— begin TEXT TO READ —
Jews Should Not Echo the Claim of ‘Systemic Police Racism’

Public Safety Policing, Crime Control

It’s not only incorrect, but will harm Jewish and Black Americans in the long run

There is a popular narrative that “systemic” racism lies behind every police interaction with Black civilians in America. It’s wrong, and its impact is not only bad for Black communities—it is also very bad for American Jews. Unfortunately, it is a message that Jews nationwide are rallying behind, and has negatively affected how people think about race in academia, business, international relations, and beyond—making it more acceptable to discriminate against and assault Jews, who may eventually find fewer police officers around to protect them.

Videos and accounts of police violence and police misconduct are deeply disturbing, and there is no question that personal and cultural biases affect a number of officers within the ranks of our police departments. But we do a disservice to the goal of greater justice to attribute all police uses of force, all police abuses of power, or even all police incompetence to racism.

The past year’s waves of anti-police protests and hastily arranged changes to crime policy and police budgets are primarily about racial disparities in policing outcomes—as the umbrella for this movement, Black Lives Matter (BLM), makes clear. But there are faults both in the premise and in the approach of this movement that are sacrificing public safety while disproportionately costing Black lives and propagating antisemitism.

This is, first and foremost, because of the “reimagine policing” rhetoric that has built up around BLM—a kind of utopian thinking that leaps over the very concrete, real-world progress in policing methodology, guidelines, accountability, and culture that American cities have made since the 1990s, instead simply insisting that we should live in a society without law enforcement. Sure, why not? Except for the fact that policing provides the fundamental safety necessary for all citizens to thrive. This protection sometimes requires either use of force or the threat of its use, and creates a profound though legitimate imbalance between authority and the public. But without it, no one is safe.

BLM asserts that any negative interaction between police and Black civilians is a manifestation of racism. It is true that Black citizens are more likely than others to be involved in violent confrontations with police. But here is why: The extent of police interaction with different racial groups depends very much on rates of crime victimization and crime commission. According to the U.S. Department of Justice’s Bureau of Justice Statistics, 35.9% of serious, nonfatal violent crimes are committed by Black offenders—disproportionate to their percentage of the population (around 13.4%). Furthermore, more than half of all murders nationwide in 2019 were committed by Black offenders, according to FBI data that tracks homicides where the race of the offender was known. Over 90% of these murder victims were also Black—as were more than 40% of all murder victims nationwide whose race was known.
— end TEXT TO READ —
— begin SUPPLIED INFORMATION —
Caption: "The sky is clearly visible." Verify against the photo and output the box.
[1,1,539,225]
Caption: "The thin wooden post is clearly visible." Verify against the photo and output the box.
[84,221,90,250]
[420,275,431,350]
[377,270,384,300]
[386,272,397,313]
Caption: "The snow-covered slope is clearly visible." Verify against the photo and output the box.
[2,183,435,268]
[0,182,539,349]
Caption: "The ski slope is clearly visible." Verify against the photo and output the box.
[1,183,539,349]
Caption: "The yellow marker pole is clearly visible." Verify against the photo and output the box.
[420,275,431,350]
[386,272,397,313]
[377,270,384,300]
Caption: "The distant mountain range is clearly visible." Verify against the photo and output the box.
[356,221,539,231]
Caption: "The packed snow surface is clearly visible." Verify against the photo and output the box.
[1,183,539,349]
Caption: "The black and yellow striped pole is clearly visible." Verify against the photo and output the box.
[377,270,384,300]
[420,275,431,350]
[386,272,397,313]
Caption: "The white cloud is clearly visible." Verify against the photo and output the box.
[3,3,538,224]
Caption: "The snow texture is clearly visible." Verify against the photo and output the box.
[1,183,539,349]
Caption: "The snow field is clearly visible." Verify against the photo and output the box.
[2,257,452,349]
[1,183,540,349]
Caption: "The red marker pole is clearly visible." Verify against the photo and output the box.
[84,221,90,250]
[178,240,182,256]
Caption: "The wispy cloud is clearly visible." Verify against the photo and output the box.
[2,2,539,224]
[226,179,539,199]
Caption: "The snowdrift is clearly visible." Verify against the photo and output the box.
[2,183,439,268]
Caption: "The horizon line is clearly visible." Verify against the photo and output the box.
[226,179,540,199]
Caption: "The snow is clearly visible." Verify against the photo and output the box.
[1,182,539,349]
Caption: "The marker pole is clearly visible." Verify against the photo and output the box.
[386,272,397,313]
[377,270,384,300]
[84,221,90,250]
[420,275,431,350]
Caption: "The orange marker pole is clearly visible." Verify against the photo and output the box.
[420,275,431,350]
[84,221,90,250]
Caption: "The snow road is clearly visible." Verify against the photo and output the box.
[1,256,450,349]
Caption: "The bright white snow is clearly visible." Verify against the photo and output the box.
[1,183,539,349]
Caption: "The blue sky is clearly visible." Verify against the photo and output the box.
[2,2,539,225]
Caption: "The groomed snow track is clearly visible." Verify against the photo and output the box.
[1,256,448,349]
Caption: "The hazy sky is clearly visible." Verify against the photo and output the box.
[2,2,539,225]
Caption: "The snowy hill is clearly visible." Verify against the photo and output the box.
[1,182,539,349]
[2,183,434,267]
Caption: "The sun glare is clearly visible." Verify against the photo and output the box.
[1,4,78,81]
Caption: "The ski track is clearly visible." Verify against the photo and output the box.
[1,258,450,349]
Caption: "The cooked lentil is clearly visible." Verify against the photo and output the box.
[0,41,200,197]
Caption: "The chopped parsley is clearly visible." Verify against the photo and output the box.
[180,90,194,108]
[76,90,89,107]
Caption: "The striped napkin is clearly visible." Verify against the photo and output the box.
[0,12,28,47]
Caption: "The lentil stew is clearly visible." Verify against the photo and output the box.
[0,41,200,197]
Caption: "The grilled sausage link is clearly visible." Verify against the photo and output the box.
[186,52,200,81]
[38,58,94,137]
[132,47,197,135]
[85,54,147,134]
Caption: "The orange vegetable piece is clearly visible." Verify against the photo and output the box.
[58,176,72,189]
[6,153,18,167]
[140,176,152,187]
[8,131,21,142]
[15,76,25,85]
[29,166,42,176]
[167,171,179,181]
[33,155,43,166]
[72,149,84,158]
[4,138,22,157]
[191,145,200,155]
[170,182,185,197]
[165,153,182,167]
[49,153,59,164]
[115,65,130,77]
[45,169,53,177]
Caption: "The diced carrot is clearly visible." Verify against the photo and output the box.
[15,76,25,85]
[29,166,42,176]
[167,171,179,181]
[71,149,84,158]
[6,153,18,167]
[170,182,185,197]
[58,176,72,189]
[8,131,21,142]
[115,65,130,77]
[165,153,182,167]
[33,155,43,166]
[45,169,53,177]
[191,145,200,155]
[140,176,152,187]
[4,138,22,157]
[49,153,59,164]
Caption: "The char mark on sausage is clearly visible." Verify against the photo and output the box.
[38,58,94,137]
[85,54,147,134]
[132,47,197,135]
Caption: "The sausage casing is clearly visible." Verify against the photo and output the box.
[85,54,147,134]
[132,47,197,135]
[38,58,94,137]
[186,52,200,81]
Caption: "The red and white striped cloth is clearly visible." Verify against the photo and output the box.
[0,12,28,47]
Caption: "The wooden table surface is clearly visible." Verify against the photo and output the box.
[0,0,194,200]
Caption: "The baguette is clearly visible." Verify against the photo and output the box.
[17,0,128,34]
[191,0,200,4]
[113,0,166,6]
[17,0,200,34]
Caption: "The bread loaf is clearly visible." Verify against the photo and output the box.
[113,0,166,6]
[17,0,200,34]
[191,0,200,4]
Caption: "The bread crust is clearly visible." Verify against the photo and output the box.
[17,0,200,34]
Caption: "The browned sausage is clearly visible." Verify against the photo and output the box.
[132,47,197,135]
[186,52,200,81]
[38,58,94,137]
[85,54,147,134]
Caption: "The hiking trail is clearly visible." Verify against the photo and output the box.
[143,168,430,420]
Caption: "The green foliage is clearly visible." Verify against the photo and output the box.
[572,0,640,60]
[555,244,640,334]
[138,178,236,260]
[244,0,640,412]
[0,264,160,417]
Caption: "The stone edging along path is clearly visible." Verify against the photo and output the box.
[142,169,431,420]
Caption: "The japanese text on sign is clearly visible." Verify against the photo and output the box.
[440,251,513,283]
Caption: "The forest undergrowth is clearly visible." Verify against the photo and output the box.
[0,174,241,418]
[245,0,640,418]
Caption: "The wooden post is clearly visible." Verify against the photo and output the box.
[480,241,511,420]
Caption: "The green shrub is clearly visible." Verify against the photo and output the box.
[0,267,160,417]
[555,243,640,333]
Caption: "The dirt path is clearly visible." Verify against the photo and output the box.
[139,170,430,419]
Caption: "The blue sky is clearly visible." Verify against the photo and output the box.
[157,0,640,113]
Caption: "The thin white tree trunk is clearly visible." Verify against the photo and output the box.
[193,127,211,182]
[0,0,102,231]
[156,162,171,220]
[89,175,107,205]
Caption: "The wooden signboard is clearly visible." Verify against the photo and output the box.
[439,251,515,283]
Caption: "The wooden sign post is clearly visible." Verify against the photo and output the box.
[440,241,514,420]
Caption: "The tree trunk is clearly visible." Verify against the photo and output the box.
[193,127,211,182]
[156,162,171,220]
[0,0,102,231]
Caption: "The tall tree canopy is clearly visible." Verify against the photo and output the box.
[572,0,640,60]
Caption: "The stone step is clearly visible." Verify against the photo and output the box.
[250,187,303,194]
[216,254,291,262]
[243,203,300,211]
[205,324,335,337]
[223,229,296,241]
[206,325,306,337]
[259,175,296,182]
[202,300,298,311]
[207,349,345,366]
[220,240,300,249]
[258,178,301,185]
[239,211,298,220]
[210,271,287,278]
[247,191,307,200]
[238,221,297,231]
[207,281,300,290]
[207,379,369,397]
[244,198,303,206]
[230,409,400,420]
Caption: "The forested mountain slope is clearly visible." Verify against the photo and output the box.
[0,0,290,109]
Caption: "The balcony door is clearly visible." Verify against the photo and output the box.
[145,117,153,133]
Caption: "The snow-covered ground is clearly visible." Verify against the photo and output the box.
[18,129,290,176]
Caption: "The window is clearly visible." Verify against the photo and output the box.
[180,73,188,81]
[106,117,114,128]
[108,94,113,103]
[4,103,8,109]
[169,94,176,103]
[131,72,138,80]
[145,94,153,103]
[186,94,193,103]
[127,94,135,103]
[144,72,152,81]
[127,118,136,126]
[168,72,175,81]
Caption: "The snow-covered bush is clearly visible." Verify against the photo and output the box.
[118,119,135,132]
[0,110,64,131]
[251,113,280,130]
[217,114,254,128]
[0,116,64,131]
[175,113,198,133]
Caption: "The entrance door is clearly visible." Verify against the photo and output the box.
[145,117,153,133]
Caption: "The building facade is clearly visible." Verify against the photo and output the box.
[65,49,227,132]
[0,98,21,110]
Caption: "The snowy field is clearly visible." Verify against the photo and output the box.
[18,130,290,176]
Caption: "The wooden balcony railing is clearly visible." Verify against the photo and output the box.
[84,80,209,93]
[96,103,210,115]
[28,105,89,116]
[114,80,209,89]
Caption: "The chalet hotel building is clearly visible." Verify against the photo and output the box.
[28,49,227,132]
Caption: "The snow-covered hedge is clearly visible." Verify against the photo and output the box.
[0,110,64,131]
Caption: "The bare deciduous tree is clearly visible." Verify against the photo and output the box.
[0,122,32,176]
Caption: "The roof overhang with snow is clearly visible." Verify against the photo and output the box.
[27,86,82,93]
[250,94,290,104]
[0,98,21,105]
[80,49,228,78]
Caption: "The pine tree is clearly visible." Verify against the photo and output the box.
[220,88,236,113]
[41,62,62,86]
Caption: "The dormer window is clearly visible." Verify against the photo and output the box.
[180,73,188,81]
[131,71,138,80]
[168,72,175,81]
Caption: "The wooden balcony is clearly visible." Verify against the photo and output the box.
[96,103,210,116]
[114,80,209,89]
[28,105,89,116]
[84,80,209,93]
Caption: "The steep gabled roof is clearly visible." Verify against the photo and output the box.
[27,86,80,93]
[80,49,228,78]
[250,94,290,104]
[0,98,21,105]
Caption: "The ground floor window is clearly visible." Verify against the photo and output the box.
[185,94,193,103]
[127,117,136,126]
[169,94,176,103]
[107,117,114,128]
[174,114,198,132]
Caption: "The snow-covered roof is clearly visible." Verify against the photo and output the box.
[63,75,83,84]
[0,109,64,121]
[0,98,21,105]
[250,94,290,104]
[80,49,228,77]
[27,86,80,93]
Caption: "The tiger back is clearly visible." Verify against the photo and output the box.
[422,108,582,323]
— end SUPPLIED INFORMATION —
**TASK REQUIREMENTS:**
**A.** According to the policing article, in what areas have American cities made progress in policing since the 1990s? List every one.
**B.** Answer these questions using the policing article:
(i) What percentage of serious, nonfatal violent crimes does the Bureau of Justice Statistics attribute to Black offenders?
(ii) What movement is named as the umbrella for the past year's anti-police protests?
(iii) Since what decade have American cities made progress in policing?
**C.** Write out the passage of the policing article starting at "There is a popular" and ending at "to protect them.".
This data was drawn from a separate source.

**OUTPUTS FOR THE TASKS:**
**A.**
- Policing methodology
- Guidelines
- Accountability
- Culture

**B.**
(i) 35.9%
(ii) Black Lives Matter (BLM)
(iii) The 1990s

**C.**
There is a popular narrative that “systemic” racism lies behind every police interaction with Black civilians in America. It’s wrong, and its impact is not only bad for Black communities—it is also very bad for American Jews. Unfortunately, it is a message that Jews nationwide are rallying behind, and has negatively affected how people think about race in academia, business, international relations, and beyond—making it more acceptable to discriminate against and assault Jews, who may eventually find fewer police officers around to protect them.